[Dataset excerpt]
+-------+

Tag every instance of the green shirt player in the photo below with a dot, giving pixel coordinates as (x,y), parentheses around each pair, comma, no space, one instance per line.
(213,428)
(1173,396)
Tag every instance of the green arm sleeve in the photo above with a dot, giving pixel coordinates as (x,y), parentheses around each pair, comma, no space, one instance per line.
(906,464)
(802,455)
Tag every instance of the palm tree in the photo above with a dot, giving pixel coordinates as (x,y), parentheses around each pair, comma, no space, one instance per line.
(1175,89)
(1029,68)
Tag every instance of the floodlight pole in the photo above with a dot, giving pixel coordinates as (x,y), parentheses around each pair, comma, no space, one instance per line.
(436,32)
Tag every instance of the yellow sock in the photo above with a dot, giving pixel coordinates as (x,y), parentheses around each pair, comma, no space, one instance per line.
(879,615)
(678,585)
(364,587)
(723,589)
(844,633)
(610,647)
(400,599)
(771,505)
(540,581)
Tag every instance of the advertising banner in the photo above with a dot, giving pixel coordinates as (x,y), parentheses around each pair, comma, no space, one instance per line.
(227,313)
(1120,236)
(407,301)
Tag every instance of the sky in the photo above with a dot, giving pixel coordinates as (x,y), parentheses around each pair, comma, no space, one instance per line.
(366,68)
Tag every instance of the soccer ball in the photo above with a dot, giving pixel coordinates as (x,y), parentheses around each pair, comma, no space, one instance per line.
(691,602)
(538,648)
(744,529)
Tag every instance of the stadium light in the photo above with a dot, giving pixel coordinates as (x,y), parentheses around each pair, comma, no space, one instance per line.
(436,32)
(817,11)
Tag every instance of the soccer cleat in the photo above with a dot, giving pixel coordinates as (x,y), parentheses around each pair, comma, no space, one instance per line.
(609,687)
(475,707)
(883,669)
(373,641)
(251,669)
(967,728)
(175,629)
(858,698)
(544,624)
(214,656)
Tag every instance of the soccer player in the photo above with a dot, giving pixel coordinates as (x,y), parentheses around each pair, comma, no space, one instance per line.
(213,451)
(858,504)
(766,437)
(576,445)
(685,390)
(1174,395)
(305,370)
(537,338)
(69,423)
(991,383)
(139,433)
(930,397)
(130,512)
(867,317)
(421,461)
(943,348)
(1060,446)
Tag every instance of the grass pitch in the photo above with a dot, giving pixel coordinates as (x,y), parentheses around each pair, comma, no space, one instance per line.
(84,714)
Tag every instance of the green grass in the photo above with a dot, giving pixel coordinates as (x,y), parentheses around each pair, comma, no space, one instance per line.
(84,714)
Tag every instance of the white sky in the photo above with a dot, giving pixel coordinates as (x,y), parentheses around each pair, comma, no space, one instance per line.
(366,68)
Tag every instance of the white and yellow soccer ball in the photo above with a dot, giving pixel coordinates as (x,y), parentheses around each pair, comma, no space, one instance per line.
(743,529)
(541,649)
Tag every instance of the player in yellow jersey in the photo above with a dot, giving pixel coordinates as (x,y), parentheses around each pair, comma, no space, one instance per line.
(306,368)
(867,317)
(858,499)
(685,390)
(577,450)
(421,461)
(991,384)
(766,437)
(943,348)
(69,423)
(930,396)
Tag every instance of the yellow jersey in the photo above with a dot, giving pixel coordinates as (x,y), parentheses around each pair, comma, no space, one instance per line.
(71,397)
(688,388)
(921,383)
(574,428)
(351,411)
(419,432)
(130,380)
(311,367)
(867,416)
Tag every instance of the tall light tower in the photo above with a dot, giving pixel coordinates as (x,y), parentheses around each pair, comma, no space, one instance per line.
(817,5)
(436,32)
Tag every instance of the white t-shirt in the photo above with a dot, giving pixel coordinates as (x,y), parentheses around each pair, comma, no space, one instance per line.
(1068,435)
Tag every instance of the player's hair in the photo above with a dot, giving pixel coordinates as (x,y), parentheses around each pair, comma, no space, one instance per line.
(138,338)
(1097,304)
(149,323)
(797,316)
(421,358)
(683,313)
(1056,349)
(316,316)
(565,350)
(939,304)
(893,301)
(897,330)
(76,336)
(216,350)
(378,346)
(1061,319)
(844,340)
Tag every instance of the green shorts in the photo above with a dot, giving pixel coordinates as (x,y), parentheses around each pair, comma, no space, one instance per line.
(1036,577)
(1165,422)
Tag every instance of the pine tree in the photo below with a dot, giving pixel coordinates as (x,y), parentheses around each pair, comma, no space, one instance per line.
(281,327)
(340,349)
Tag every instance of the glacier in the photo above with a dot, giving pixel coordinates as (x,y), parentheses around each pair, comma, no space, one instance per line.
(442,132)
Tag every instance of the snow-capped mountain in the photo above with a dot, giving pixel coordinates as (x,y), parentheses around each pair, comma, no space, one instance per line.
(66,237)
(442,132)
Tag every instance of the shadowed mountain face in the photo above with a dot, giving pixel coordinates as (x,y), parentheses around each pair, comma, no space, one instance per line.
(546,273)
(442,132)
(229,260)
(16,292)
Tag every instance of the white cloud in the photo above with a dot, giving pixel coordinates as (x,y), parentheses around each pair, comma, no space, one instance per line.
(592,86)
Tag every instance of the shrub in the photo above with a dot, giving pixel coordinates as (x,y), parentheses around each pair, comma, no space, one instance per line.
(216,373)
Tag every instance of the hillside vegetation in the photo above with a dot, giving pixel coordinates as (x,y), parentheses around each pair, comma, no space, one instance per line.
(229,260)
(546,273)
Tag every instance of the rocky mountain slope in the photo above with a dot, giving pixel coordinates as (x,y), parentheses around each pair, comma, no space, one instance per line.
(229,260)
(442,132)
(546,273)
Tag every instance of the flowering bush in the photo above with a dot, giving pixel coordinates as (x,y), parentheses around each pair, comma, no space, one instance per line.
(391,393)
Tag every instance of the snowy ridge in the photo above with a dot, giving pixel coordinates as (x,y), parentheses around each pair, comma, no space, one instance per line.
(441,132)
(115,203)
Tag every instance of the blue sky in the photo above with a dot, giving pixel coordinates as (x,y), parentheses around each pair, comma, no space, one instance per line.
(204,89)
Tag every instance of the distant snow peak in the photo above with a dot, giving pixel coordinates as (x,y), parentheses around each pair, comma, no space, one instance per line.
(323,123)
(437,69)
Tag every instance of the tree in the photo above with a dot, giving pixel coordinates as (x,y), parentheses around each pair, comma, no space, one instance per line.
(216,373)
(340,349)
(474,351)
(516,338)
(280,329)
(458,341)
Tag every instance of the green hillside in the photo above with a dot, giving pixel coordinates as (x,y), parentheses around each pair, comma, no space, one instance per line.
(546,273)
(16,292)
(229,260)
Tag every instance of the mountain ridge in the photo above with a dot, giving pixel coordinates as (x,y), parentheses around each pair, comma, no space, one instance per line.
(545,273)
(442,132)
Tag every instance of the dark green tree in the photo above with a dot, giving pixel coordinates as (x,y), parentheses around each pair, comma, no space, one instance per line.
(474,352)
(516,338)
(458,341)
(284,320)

+-------+

▸ What is expected
Make an exact copy of every line from the one with "Tag every instance of the tree" to the end of the data, with the first and last of those lines included.

▸ The completed task
Tag every instance of the tree in the photo above with a dot, giving pixel coordinates as (x,y), parentheses around each pair, comma, no space, one instance per line.
(216,373)
(340,349)
(474,351)
(516,338)
(280,329)
(458,341)
Tag every instance of the green hillside in the photo above with a dot, giving pixel coordinates as (x,y), parentheses around each pair, comma, no space, one instance per line.
(546,273)
(16,292)
(229,260)
Tag every instance of the mountain ridge in the photo above with a dot, giving pixel coordinates as (x,y), parentheses around each pair, comma, no space, one instance per line.
(545,273)
(442,132)
Tag every instance of the dark green tree in the photo above with a dot, giving pixel coordinates as (x,y), parentheses around each pair, comma, no space, one instance per line.
(474,352)
(516,338)
(458,341)
(284,320)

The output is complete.